**Exercise aim:** Write out exactly the lines running from the line that includes "Target: metal guardrail" to the end of the data, both ends included, and nothing besides.

*** Opening of Data supplied ***

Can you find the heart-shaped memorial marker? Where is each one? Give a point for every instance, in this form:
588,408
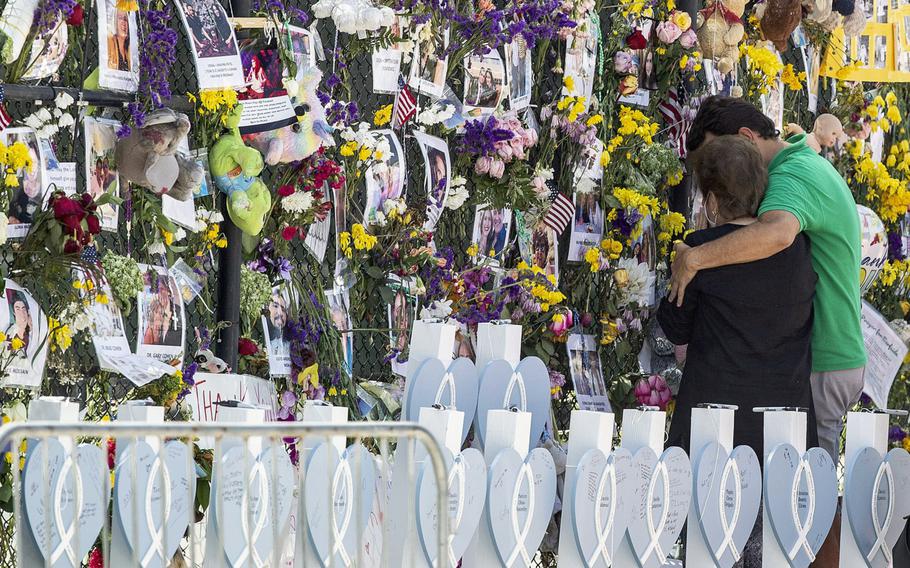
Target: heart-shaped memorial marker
66,526
339,499
253,502
602,503
520,499
434,384
802,505
727,499
877,499
165,483
467,475
526,387
664,493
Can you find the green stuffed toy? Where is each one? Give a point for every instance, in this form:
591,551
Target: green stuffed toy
234,168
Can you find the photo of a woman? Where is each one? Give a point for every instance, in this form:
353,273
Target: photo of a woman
20,319
118,38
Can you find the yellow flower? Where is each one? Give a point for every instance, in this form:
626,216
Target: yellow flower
383,115
682,20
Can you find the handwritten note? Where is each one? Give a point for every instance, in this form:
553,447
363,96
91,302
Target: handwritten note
886,352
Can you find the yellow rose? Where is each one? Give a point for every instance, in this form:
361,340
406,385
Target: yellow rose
682,20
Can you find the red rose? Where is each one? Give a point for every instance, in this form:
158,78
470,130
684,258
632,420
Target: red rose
76,16
64,206
636,40
246,346
71,247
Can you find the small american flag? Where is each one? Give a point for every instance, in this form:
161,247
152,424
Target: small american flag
677,121
405,105
560,212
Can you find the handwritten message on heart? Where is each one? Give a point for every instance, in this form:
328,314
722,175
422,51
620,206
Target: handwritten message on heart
802,505
65,500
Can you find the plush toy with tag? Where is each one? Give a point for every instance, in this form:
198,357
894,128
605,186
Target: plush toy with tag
149,157
719,28
234,167
300,140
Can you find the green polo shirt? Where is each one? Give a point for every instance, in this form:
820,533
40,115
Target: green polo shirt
807,185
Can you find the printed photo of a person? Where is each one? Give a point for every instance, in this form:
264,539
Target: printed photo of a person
276,322
26,199
210,30
118,38
20,316
162,315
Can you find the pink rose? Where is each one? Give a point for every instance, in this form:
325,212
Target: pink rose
497,168
668,32
624,63
688,39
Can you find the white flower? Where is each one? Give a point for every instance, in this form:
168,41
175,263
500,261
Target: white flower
298,202
63,100
637,289
438,309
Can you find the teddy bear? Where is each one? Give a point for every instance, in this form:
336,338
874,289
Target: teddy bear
234,167
719,29
301,139
148,157
778,20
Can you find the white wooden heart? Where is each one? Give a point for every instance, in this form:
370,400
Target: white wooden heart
665,491
520,500
802,505
165,483
65,499
877,500
253,497
467,476
526,387
433,384
339,499
602,503
727,499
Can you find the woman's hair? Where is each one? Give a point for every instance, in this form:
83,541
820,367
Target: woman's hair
731,168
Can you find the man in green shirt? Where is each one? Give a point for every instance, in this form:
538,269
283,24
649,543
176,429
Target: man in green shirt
805,194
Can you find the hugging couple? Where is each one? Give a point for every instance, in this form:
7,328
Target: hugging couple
767,297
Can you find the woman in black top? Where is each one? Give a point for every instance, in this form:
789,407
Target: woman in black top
747,326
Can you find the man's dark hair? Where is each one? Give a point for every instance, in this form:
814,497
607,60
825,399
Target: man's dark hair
732,169
721,115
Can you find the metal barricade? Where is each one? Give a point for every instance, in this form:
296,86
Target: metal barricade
67,551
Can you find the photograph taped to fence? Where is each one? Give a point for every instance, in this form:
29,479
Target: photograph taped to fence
161,317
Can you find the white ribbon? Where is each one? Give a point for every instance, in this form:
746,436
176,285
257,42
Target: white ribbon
802,530
521,533
65,546
157,545
654,532
346,485
448,383
516,380
881,530
602,531
728,525
257,475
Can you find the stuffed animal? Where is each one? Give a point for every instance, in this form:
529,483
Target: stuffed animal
300,140
719,29
148,156
234,168
778,20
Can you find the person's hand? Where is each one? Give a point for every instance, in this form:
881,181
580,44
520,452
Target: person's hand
682,273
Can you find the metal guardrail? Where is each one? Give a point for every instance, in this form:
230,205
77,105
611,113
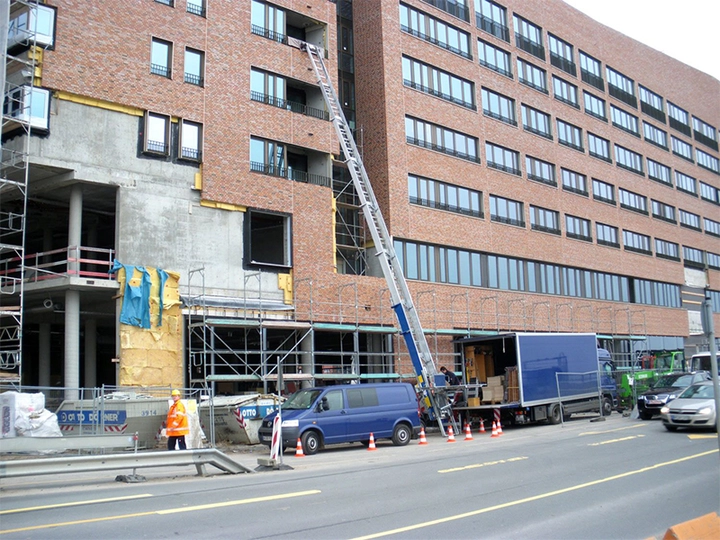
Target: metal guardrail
79,464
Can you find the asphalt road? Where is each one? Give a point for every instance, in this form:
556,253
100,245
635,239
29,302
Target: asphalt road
622,478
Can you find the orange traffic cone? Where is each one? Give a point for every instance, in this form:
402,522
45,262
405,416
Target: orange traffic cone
298,449
371,446
423,440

*** Close of Data supplied ***

**The completed task:**
Target: metal guardrail
79,464
Can you find the asphalt road? Where is each one? Give a point for every instance, in this form:
556,253
100,245
635,239
29,302
Target: asphalt road
622,478
Can you find the orange traffic cone? Where is each one? Give a point for every instance, in this form:
402,522
45,262
405,416
Target: orange traffic cone
298,449
371,446
423,440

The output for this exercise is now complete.